Stated task.
Count the lines in the records below that contain the word "desert", and give only that number.

Records for this task.
··········
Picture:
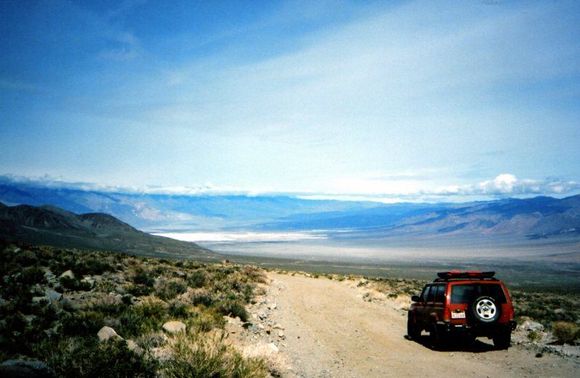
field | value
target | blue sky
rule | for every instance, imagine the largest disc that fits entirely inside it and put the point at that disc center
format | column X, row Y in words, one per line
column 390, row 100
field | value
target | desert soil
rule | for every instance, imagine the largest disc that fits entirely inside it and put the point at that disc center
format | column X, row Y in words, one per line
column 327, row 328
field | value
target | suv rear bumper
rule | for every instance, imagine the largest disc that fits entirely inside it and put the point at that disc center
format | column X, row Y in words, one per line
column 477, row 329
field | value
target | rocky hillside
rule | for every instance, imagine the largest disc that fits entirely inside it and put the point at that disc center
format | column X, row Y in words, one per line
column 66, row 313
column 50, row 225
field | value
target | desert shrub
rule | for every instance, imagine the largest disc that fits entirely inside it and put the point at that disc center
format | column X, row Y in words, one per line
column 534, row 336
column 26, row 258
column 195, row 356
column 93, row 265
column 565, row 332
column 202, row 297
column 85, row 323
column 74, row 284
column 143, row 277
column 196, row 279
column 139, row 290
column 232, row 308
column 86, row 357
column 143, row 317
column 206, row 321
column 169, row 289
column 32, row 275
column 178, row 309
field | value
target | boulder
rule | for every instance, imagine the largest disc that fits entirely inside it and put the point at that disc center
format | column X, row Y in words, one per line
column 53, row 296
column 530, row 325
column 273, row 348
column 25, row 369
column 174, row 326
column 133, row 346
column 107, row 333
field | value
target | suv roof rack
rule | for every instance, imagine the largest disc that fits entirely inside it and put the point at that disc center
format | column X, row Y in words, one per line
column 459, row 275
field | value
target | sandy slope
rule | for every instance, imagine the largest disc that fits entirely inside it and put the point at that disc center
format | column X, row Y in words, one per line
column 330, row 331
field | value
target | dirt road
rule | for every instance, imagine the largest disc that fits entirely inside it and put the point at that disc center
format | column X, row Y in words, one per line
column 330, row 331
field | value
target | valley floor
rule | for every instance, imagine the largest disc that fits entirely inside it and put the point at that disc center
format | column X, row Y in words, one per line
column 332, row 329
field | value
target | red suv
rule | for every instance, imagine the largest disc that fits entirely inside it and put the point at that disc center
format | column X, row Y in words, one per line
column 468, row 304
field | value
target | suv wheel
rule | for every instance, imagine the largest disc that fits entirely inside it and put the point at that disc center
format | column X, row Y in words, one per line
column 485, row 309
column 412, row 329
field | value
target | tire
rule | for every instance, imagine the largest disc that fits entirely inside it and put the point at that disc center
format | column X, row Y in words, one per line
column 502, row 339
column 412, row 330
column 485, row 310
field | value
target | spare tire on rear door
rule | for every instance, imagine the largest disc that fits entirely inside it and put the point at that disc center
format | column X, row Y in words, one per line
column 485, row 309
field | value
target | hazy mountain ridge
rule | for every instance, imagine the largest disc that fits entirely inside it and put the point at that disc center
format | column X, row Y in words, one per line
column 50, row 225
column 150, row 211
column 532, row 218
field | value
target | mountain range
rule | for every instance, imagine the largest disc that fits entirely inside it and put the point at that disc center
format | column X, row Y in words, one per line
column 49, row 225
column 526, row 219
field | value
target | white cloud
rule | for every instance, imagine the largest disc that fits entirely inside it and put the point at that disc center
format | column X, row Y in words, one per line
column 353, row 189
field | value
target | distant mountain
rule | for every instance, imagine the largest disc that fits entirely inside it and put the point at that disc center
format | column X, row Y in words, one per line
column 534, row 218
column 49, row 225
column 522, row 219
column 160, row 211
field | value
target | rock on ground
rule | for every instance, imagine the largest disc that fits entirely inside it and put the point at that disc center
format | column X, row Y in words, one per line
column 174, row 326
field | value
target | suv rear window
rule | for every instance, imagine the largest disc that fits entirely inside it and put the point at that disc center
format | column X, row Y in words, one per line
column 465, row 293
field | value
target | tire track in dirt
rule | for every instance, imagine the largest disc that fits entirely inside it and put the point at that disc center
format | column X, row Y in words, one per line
··········
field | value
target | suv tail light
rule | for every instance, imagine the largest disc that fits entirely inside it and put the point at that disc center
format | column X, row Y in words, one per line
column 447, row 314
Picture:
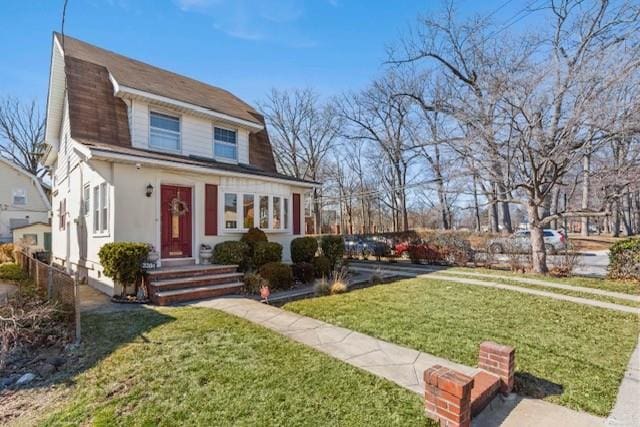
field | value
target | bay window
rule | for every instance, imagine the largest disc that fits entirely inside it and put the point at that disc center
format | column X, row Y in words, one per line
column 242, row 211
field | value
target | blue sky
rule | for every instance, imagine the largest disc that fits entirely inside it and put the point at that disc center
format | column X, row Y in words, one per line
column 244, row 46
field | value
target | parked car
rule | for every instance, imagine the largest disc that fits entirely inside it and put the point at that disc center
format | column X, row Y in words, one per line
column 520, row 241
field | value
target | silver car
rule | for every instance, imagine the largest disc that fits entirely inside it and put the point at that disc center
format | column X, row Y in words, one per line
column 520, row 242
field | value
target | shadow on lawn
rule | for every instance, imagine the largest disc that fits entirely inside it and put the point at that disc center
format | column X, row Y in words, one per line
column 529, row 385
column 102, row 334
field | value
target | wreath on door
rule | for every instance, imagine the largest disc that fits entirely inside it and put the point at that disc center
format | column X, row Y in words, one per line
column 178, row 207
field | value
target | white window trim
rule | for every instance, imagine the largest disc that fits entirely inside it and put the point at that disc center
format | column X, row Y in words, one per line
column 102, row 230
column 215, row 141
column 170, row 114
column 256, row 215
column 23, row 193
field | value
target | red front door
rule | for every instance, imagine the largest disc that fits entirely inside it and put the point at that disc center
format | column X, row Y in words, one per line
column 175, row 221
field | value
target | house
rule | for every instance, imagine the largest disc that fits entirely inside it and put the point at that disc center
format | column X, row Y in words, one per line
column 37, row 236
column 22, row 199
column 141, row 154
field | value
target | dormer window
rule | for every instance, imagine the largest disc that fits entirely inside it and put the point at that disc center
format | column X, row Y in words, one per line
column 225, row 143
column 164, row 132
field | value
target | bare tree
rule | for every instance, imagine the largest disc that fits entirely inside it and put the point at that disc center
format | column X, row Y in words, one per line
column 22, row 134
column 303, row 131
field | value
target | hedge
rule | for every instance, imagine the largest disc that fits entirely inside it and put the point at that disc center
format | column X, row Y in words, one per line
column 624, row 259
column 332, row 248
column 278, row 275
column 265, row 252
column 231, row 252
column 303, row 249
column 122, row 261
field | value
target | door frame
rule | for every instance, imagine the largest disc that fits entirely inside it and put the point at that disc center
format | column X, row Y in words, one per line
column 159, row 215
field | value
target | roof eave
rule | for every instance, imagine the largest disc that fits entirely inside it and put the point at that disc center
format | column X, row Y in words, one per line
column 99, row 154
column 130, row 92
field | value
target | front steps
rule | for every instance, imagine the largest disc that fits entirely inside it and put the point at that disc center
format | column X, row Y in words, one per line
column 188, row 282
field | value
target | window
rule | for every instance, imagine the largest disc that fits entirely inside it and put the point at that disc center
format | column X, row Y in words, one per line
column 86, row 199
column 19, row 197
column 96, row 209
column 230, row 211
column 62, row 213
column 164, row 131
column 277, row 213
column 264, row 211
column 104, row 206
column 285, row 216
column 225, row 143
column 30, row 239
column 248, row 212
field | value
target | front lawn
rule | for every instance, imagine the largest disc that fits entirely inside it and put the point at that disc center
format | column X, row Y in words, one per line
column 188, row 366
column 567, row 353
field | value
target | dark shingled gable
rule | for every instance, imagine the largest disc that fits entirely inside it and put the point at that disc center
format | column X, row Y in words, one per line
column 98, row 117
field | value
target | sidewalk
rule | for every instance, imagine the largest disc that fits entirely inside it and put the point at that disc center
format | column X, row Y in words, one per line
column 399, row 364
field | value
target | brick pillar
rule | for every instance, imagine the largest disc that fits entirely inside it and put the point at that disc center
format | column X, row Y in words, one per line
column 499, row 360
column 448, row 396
··········
Exercise answer.
2